◆ **GIVEN RECORDS**:
►
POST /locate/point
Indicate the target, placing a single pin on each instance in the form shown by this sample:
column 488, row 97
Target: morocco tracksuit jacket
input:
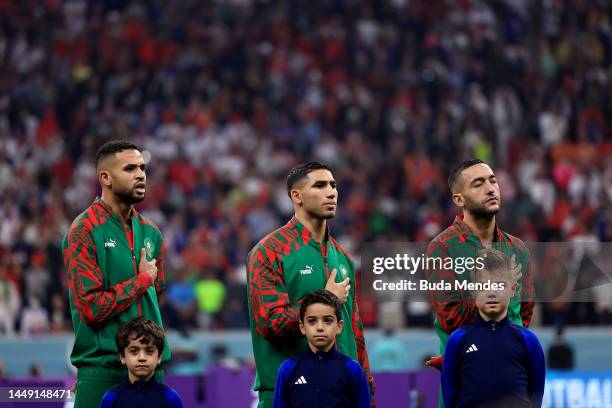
column 283, row 267
column 458, row 240
column 105, row 288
◄
◆ **ABOUT THIS EXERCISE**: Write the material out again exactly as it appears, dropping the pictures.

◆ **FINISHED EXERCISE**:
POST /locate/point
Indicate the target, placing a single pin on each instance in the form shown by this sample:
column 488, row 97
Target: morocco tracksuit jacket
input:
column 283, row 267
column 458, row 240
column 105, row 288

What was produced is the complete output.